* [Consigne donnée a]:
Renvoyez à l'identique le passage du texte sur le loup qui va de « Jean-Paul Celet, préfet référent du Plan national loup, s'est » jusqu'à « d'autres syndicats agricoles. ».

═══ Segment de texte

Le 14 novembre, Jean-Paul Celet, préfet référent du Plan national loup, est venu dans l'exploitation de Frédéric Lajoinie, exploitant à Saint-Parize-le-Châtel et ayant subi des attaques.
Jean-Paul Celet, préfet référent du Plan national loup, s'est rendu chez Frédéric Lajoinie (Saint-Parize-le-Châtel), le 14 novembre, afin de discuter de la prédation et plus exactement du « triangle des Bermudes de la prédation » comme le définit un responsable administratif présent… Pour mémoire, Frédéric Lajoinie, est un des nombreux éleveurs ayant subi des attaques dont la responsabilité du loup n'a pas été écartée (1) dans le secteur Saint-Parize-le-Châtel, Nevers, Mars-sur-Allier. La rencontre, initiée par la FDSEA 58 et les JA 58, a rassemblé d'autres éleveurs impactés, la Chambre d'agriculture de la Nièvre, la Fédération des chasseurs de la Nièvre, les Louvetiers 58, l'OFB, la DDT 58, et d'autres syndicats agricoles.

══════

* [Consigne donnée b]:
Listez, s'il vous plaît, chaque ligne ci-dessous qui contient la chaîne « building », en respectant la casse.

═══ Extrait de données

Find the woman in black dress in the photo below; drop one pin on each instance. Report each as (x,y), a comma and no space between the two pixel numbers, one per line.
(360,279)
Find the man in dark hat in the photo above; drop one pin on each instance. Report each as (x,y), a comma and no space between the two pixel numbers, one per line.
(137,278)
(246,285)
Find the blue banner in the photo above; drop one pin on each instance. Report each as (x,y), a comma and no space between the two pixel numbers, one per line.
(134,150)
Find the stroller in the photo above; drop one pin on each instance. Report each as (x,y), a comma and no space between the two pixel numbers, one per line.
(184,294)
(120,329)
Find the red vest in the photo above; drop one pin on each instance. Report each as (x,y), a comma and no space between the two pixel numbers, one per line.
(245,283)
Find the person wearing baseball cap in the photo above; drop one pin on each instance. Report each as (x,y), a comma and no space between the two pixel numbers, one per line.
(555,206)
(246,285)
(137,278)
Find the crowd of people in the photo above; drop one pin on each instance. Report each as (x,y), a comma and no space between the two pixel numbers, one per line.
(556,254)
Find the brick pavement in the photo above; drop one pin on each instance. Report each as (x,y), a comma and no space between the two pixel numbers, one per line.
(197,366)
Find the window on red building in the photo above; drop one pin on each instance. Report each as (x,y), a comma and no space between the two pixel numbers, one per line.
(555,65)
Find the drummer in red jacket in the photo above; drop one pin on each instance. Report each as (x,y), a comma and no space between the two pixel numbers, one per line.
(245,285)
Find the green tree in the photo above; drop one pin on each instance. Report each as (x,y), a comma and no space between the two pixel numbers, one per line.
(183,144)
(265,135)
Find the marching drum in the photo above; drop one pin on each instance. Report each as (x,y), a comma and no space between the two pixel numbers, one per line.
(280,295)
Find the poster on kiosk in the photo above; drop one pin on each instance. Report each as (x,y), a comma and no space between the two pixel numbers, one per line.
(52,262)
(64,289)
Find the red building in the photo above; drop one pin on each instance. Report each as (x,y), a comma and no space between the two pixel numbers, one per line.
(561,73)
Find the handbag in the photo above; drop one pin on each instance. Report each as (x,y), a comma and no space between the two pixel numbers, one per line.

══════

* [Résultat produit a]:
Jean-Paul Celet, préfet référent du Plan national loup, s'est rendu chez Frédéric Lajoinie (Saint-Parize-le-Châtel), le 14 novembre, afin de discuter de la prédation et plus exactement du « triangle des Bermudes de la prédation » comme le définit un responsable administratif présent… Pour mémoire, Frédéric Lajoinie, est un des nombreux éleveurs ayant subi des attaques dont la responsabilité du loup n'a pas été écartée (1) dans le secteur Saint-Parize-le-Châtel, Nevers, Mars-sur-Allier. La rencontre, initiée par la FDSEA 58 et les JA 58, a rassemblé d'autres éleveurs impactés, la Chambre d'agriculture de la Nièvre, la Fédération des chasseurs de la Nièvre, les Louvetiers 58, l'OFB, la DDT 58, et d'autres syndicats agricoles.

* [Résultat produit b]:
Find the window on red building in the photo above; drop one pin on each instance. Report each as (x,y), a comma and no space between the two pixel numbers, one per line.
Find the red building in the photo above; drop one pin on each instance. Report each as (x,y), a comma and no space between the two pixel numbers, one per line.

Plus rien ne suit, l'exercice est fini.